Langkah Kerja —
1) Kembalikan bagian teks tentang pertemuan keluarga SBY dan Megawati tanpa mengubah apa pun, mulai dari "Momen kebersamaan mereka" dan berlanjut hingga "yang mungkin terjadi?".
2) Berikan jumlah baris dalam catatan yang memuat kata "green", dengan huruf besar dan huruf kecil dibedakan. Jawab hanya dengan angkanya.

Teks Bacaan —
Kedua putra SBY, AHY dan Edhie Baskoro Yudhoyono (Ibas) bertemu dengan Megawati bersama anak-anaknya, Puan Maharani dan Prananda Prabowo. Meski pertemuan itu hanya berlangsung singkat, pertemuan dua trah politik tersebut mendapat respons positif dari banyak orang.
Momen kebersamaan mereka itu terus menjadi perbincangan dan decak kagum. Jika keharmonisan seperti ini terus dijaga, Puan dan AHY digadang-gadang bisa menjadi duet maut di Pilpres 2024. Lantas, jika hal tersebut benar terjadi, maka seperti apa perubahan yang mungkin terjadi?
Puan-AHY Kemungkinan Terbaik?
Dalam politik semua hal dapat terjadi. Mengutip mantan Kanselir Jerman Otto von Bismarck, politik adalah seni dari kemungkinan-kemungkinan, sesuatu yang dapat dicapai dan juga politik merupakan seni untuk memilih yang terbaik bagi persoalan umat manusia.
Jika politik diumpamakan sebagai seni, maka politik tidak dapat dibatasi oleh kalkulasi eksakta yang kaku maupun dibatasi hanya dengan satu pilihan tunggal. Seni politik menandakan munculnya ribuan kemungkinan berdasarkan perspektif, momentum, dan berbagai variabel lainnya.
Pilihan-pilihan politik terejawantah secara multi dimensi. Dalam konteks ini, politik berbeda dengan seni, pilihan-pilihan multi dimensi politik terikat oleh satu hal, yaitu kepentingan. Jika esensi dari seni adalah idealisme, maka jiwa dari politik adalah kepentingan.

Entri Dataset —
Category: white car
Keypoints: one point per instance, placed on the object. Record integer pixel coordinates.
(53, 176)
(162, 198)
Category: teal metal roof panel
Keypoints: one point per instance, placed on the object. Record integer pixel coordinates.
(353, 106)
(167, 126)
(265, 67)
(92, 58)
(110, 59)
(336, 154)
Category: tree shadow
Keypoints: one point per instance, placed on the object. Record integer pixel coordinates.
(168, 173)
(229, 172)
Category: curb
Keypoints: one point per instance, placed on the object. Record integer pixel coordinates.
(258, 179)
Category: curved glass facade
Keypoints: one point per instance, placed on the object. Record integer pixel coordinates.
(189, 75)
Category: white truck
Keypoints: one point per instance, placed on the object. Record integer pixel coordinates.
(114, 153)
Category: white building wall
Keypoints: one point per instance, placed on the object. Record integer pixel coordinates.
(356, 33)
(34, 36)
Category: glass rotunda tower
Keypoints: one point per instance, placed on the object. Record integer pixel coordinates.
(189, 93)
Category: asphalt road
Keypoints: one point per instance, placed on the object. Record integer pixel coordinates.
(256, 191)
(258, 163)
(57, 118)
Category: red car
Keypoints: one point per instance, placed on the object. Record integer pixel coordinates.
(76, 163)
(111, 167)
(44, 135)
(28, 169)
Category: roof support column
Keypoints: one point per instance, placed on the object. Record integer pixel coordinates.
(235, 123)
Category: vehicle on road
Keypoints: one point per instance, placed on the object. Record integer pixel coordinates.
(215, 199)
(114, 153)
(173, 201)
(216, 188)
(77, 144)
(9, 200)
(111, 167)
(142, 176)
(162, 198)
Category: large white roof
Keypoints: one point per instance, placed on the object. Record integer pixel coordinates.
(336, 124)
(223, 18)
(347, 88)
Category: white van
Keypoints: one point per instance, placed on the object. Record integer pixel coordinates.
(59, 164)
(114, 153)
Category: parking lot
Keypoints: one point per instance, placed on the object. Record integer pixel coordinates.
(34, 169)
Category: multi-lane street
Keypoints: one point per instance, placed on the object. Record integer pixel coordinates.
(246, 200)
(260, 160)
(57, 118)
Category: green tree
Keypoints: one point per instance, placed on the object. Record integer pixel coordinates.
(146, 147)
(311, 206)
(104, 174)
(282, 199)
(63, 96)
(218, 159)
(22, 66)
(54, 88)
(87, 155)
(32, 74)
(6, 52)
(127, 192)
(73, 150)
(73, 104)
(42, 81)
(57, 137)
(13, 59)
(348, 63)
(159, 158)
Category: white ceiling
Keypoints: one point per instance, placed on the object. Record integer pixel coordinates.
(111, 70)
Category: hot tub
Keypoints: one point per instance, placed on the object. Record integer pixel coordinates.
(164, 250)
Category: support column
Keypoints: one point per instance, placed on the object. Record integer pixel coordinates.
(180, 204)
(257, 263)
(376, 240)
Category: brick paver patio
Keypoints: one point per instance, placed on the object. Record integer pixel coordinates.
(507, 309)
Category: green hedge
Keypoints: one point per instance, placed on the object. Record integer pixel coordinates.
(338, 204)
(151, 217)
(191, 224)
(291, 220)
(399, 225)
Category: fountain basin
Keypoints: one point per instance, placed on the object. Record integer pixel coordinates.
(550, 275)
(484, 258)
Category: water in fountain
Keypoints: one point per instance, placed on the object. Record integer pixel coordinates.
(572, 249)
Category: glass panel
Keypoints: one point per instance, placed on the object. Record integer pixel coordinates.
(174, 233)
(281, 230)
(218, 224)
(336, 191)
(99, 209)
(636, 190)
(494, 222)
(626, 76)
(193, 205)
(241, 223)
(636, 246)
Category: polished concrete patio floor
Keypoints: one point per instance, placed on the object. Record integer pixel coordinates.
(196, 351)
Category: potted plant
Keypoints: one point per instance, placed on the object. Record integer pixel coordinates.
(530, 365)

Tanggapan —
1)
Momen kebersamaan mereka itu terus menjadi perbincangan dan decak kagum. Jika keharmonisan seperti ini terus dijaga, Puan dan AHY digadang-gadang bisa menjadi duet maut di Pilpres 2024. Lantas, jika hal tersebut benar terjadi, maka seperti apa perubahan yang mungkin terjadi?

2) 2